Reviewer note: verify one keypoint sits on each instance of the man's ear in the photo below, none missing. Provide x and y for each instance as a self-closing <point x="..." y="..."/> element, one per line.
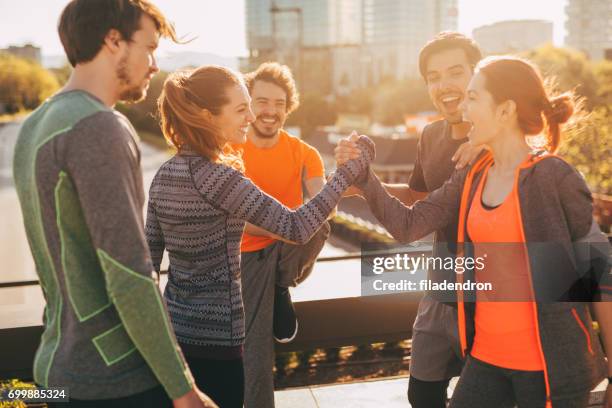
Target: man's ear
<point x="507" y="110"/>
<point x="113" y="40"/>
<point x="208" y="115"/>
● ● ●
* Task description *
Print the material above word for word, and keep the pictures out of it.

* Answer to the exercise *
Reviewer note: verify one keypoint sits on each instance of the man's ear in the photo below, none missing. Provide x and y for each instance as a self-closing <point x="..." y="..."/> element, one per line.
Target: man's ear
<point x="507" y="110"/>
<point x="113" y="40"/>
<point x="208" y="115"/>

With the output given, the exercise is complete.